** REQUIRED WORK **
Up to and including the final line, retype each line of the records below, starting with the one that contains "point_to SHOULD mark one point per instance of the green felt".

== GIVEN ENTRIES

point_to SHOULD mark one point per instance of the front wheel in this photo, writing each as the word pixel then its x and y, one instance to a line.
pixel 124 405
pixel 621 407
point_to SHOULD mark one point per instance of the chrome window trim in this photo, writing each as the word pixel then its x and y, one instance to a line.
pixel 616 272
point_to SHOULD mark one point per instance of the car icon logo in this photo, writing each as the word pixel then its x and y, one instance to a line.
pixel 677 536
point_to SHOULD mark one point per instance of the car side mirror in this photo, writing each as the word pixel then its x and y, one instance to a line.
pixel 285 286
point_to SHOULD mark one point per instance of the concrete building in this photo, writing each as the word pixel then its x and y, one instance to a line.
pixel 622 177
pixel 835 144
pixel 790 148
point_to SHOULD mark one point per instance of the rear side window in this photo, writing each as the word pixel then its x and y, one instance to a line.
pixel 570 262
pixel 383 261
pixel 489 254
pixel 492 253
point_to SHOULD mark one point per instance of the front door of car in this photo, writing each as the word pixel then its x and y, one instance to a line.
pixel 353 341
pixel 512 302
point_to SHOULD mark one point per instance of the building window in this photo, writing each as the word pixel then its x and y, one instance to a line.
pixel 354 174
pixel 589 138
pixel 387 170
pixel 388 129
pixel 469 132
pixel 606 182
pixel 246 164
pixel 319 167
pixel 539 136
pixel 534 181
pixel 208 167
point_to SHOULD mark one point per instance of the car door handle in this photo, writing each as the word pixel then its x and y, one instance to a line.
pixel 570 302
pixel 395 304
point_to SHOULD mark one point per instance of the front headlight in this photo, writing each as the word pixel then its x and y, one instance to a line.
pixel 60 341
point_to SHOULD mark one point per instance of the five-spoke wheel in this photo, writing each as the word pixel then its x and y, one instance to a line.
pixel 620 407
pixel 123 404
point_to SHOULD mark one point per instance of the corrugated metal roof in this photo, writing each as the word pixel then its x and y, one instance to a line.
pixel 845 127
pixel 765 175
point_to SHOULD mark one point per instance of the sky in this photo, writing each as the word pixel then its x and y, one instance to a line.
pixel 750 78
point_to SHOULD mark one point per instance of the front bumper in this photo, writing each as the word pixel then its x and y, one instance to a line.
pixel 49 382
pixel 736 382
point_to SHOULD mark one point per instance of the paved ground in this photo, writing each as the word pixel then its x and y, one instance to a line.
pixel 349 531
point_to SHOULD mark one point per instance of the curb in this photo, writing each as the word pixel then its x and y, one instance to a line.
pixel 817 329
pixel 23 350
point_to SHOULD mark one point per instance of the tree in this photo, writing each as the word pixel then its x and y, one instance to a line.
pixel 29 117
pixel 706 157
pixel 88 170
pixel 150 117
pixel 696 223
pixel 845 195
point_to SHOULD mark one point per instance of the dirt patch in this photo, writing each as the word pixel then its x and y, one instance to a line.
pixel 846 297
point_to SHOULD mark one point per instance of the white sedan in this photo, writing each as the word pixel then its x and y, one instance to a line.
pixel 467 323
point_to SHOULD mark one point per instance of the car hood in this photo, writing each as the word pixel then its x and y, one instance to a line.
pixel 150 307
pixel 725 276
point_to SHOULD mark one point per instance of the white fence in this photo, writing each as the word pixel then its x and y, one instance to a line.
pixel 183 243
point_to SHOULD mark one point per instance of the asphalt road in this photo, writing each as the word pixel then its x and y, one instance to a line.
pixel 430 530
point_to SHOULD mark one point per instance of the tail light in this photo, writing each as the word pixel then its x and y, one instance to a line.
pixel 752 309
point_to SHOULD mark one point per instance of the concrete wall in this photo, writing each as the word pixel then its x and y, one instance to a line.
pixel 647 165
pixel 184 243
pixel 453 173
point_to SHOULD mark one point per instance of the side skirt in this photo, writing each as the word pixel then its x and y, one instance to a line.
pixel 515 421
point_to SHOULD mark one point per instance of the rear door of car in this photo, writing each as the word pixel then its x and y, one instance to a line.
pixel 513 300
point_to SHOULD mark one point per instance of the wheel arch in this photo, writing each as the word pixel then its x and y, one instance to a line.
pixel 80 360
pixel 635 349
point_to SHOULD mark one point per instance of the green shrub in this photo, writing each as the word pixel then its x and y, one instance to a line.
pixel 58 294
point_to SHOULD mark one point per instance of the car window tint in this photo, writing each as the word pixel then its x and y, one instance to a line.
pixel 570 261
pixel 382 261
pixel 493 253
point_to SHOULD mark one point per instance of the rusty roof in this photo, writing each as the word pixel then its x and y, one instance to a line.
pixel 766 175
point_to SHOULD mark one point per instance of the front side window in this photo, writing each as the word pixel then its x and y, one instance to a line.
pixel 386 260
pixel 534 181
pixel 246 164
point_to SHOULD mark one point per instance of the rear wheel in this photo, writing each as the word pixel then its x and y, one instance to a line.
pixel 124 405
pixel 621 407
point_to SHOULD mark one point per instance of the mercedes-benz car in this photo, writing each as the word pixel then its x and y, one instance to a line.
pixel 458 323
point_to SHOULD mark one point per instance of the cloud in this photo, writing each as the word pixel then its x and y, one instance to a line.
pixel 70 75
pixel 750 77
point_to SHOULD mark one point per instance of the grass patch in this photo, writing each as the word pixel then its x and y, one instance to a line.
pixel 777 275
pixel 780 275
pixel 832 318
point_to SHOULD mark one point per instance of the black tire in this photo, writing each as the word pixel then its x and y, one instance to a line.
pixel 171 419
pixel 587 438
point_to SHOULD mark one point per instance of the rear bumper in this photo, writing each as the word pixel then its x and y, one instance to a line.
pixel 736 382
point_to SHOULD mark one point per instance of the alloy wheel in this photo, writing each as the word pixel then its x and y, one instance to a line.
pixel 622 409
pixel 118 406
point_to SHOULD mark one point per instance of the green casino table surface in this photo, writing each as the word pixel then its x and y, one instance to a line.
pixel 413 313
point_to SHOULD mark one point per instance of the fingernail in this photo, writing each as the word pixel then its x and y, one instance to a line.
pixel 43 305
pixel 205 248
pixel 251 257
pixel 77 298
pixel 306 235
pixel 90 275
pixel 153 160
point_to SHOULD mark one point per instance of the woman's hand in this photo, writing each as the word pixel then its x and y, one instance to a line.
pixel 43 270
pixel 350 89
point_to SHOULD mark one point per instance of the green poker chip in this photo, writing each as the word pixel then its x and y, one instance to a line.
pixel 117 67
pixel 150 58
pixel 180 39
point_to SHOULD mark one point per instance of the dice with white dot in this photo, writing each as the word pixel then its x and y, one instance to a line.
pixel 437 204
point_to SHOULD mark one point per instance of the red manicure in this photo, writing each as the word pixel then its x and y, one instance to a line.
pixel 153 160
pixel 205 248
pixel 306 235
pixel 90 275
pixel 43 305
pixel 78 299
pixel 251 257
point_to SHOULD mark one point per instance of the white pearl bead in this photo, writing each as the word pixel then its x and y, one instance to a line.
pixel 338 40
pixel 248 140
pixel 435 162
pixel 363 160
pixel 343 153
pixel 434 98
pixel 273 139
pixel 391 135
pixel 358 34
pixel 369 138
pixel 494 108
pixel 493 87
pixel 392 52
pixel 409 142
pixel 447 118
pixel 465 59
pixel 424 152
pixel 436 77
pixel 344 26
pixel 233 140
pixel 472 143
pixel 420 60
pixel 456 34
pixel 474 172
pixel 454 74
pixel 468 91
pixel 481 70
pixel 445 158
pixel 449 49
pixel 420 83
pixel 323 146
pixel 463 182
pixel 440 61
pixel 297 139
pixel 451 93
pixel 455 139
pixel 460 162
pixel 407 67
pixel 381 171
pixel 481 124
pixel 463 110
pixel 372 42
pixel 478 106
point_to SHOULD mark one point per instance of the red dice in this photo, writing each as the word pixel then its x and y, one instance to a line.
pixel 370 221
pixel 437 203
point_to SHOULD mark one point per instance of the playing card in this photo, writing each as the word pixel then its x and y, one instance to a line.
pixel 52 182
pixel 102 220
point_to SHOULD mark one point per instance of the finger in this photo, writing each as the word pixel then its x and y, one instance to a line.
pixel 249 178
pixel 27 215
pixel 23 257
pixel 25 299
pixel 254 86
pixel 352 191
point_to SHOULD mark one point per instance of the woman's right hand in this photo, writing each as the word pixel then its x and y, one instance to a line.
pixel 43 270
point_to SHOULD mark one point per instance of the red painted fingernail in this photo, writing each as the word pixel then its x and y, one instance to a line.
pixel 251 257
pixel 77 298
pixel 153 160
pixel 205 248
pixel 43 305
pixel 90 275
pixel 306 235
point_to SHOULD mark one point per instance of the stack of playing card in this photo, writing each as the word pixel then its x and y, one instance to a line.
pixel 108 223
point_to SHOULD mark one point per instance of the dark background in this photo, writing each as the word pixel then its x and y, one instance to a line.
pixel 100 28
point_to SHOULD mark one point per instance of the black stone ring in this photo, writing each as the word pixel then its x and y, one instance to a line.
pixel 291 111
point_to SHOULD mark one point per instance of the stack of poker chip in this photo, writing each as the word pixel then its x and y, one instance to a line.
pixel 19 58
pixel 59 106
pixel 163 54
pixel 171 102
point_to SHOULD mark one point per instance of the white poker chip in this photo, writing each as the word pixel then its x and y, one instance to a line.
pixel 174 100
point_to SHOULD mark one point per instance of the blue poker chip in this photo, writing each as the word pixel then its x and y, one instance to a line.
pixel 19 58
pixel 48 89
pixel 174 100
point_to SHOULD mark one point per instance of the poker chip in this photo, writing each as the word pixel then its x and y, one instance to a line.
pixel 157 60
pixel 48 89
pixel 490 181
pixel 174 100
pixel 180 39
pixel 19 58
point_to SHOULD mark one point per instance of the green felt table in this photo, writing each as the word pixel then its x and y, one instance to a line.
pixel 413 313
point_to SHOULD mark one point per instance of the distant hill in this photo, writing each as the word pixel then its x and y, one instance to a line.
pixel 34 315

====

** REPLY **
point_to SHOULD mark one point per instance of the green felt table in this photo, writing each as the word pixel then its x and y, one instance to a line.
pixel 413 313
point_to SHOULD mark one point per instance of the distant hill in this photo, writing each as the word pixel then its x and y, one instance to a line.
pixel 34 315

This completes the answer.